◆ EXERCISE DIRECTIONS ◆
Copy the lines of the records below word for word, from the line containing "In the photo above, where can the mild" through the line containing "pixel 109 80", with both of those lines included.

# START OF GIVEN DATA

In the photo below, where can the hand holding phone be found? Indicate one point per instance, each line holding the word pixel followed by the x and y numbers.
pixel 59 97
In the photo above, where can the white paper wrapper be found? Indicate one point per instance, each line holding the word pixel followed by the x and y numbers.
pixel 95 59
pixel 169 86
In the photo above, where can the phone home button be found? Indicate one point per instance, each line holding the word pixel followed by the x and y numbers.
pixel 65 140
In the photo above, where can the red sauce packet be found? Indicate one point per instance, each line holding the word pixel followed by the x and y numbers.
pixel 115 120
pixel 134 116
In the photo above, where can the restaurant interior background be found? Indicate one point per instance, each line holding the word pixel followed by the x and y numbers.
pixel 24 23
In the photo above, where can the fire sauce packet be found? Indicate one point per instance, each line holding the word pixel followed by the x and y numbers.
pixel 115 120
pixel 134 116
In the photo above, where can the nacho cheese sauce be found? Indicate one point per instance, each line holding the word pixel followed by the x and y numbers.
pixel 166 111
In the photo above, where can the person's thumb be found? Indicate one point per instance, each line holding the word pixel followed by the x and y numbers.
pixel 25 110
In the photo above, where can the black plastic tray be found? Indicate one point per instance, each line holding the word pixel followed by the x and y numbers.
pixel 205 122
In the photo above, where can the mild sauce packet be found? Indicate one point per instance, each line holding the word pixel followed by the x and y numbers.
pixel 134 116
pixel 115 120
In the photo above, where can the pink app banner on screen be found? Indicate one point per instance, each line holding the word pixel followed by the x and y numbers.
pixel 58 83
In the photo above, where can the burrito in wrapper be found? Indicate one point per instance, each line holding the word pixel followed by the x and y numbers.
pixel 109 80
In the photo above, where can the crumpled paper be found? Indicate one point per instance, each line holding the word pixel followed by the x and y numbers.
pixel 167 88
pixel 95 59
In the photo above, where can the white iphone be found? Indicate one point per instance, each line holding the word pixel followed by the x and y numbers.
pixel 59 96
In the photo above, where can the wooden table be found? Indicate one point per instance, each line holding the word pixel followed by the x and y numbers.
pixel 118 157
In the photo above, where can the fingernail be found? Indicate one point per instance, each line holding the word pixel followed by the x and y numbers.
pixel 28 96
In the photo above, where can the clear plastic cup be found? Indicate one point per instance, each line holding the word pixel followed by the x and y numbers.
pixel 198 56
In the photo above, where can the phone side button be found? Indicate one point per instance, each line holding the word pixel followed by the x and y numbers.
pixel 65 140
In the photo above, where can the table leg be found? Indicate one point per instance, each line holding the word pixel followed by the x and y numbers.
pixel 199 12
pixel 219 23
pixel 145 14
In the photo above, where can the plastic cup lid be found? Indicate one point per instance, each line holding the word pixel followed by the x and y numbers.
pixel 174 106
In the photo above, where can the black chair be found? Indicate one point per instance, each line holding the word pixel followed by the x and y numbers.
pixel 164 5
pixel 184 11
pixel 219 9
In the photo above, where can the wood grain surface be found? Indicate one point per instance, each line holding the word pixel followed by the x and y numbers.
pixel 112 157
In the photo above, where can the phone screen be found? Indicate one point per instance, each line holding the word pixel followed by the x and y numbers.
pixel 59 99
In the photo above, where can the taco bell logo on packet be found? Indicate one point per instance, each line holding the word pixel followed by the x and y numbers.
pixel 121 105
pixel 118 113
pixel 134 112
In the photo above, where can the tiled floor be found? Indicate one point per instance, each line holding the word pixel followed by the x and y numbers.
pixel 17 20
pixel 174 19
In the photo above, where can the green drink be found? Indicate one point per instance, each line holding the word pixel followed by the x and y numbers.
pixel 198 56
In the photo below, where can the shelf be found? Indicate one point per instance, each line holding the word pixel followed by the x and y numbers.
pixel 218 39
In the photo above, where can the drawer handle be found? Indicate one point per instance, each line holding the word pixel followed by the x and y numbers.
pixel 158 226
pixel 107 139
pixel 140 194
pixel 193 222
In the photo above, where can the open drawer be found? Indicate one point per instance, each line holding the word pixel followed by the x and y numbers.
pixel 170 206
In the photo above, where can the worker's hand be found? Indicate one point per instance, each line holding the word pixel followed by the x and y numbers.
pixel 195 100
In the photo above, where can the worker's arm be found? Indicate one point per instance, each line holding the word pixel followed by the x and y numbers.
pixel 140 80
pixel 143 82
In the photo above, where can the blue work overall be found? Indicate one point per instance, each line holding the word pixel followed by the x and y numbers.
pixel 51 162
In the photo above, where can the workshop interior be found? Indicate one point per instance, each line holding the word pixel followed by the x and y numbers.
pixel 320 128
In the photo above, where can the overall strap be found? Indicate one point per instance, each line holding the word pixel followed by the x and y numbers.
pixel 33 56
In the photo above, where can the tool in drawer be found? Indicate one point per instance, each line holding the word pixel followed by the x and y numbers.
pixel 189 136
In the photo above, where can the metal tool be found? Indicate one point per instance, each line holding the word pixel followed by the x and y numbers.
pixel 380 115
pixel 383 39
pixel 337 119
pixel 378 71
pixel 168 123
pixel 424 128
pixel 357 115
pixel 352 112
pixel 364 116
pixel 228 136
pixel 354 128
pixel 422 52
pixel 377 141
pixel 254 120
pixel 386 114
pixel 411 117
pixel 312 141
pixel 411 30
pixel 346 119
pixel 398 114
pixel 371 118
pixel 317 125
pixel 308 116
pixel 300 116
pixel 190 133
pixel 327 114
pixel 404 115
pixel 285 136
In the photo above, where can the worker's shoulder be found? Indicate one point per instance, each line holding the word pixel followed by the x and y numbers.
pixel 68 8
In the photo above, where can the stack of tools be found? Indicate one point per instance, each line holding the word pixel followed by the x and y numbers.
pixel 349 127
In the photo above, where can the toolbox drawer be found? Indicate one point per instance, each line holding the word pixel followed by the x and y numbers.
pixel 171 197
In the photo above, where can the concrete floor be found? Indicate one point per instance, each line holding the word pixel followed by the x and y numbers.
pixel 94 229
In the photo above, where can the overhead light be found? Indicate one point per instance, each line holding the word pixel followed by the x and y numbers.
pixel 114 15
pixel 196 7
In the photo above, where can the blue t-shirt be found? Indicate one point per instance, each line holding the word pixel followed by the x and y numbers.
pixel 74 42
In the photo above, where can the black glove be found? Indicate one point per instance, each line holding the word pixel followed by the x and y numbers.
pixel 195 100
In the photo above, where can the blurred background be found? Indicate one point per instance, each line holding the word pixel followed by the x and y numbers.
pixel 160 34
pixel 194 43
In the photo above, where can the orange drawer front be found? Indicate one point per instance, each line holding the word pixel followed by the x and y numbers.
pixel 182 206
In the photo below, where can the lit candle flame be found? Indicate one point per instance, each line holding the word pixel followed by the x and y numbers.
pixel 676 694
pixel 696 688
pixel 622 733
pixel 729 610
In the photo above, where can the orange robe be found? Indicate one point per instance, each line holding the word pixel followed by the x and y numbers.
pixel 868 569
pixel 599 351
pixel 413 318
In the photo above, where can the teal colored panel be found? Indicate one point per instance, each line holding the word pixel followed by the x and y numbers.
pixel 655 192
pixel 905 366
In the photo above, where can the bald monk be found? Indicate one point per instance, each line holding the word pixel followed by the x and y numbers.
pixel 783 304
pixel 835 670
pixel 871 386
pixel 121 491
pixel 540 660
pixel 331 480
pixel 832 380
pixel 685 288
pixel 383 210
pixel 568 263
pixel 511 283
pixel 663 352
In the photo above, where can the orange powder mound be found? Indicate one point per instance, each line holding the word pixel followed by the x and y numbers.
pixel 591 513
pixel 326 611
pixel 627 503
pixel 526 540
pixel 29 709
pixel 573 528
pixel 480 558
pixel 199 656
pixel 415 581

# END OF GIVEN DATA

◆ ANSWER FOR THE TASK ◆
In the photo above, where can the mild sauce packet be found? Indicate one point per instance, each line holding the word pixel followed by the x and y numbers.
pixel 134 116
pixel 115 120
In the photo above, where can the pink app banner on screen be found? Indicate one point per instance, each line holding the word pixel followed by the x and y numbers.
pixel 58 83
In the photo above, where can the burrito in wrapper be found? Indicate one point per instance, each line holding the word pixel followed by the x and y numbers.
pixel 109 80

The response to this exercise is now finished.